## Testo del documento
Sul Fondo per la finanza d'impresa avevo parlato in questo blog. Qui sopra riporto un'interpretazione autentica del provvedimento, tratta da un'intervista ad Andrea Vecchia, Direttore generale dell'IPI, che è uno dei suoi principali ispiratori. L'intervista è stata pubblicata sul Corriere delle opere del 4 settembre 2007. Potete scaricarla qui.
Ci sono diversi punti da commentare. Tengo in serbo le osservazioni, e mi riprometto di inserirle in blog specifici.

Luca
Sun 9 Sep 2007, 18.48 - Stampa
La Commissione Europea, già alla fine di giugno, ha rilasciato una bozza di Comunicazione in materia di aiuti di Stato concessi sotto forma di garanzie. Lo trovate qui in versione italiana.
Consiglio di scaricarlo e di leggerlo integralmente. La proposta innova le regole comunitarie rispetto alla Comunicazione 2000-C 71/07 del 2000. Già la ristesura delle norme in materia di de minimis del dicembre 2006 (ne abbiamo parlato qui) lasciava intendere che era allo studio una revisione profonda della materia.
Propongo qualche riflessione sui punti che riguardano le garanzie sui prestiti alle Pmi, che sono individuati al sotto di un'esposizione unitaria di 1,5 milioni di euro. La proposta ribadisce il principio generale (già presente nel testo vigente) secondo cui l'aiuto di Stato c'è quando la garanzia concessa o supportata da enti pubblici ha un prezzo inferiore ad un equo prezzo di mercato. Quando non è possibile rilevare o stimare un prezzo della garanzia, si considera l'effetto della stessa sul costo del credito sottostante. In entrambi i casi l'aiuto corrisponde al risparmio di costo del pacchetto credito+garanzia a vantaggio dell'impresa beneficiaria rispetto alle condizioni di mercato che la stessa avrebbe in assenza di garanzia.

## Cosa si richiede
Prosegui il testo sulle garanzie pubbliche e gli aiuti di Stato, a partire dalla sua ultima frase.

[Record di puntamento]
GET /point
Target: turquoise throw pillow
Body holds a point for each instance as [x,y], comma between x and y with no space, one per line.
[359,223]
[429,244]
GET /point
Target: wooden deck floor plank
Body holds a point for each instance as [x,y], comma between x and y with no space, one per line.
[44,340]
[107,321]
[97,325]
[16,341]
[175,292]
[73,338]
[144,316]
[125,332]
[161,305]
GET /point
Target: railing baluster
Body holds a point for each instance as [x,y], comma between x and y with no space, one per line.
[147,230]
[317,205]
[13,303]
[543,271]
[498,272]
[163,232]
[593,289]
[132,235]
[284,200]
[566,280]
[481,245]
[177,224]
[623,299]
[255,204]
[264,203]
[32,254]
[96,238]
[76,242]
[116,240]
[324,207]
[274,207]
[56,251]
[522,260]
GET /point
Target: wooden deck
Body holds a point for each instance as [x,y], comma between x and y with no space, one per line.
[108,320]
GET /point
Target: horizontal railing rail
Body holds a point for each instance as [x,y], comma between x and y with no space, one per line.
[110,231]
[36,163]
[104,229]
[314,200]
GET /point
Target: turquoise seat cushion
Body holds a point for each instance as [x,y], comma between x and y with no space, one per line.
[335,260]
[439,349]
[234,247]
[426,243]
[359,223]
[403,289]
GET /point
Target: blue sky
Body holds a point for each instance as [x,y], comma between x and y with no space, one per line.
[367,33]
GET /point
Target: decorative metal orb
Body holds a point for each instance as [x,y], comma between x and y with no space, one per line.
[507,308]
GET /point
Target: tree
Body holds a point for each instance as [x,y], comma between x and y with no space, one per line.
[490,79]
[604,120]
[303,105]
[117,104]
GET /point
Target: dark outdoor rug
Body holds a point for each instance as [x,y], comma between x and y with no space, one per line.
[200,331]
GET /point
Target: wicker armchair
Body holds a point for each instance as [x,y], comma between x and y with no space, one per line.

## Risposta al compito
L'aiuto eventuale deve essere stimato ex ante, al momento della concessione della garanzia, non ex post, quando le risorse pubbliche sono consumate a copertura delle perdite realizzate.
Nel caso di garanzie pubbliche per le Pmi concesse su base individuale (ad hoc), la nuova proposta non impone di effettuare per ogni caso un'analisi delle condizioni equivalenti di mercato: la bozza di comunicazione fissa dei livelli regolamentari di premio minimo annuo "esente" (safe harbour)al di sotto dei quali c'è aiuto di Stato, perché il prezzo è sotto il mercato.
La novità è che i livelli minimi di premio sono differenziati per rating dell'impresa: per classi da AAA a BBB-, il premio minimo è l'1% (copre più che altro le spese amministrative, le perdite attese sono quasi irrilevanti), sale al 2,2% per BB+ e BB, al 4% per BB-e B+, al 7,5% per B e B-. Per le classi inferiori di rating non è indicato un premio minimo: il rischio è così alto che non può essere quantificato, e inoltre l'impresa è in stato di crisi, e viene quindi ipotizzata a priori la presenza di aiuto pubblico.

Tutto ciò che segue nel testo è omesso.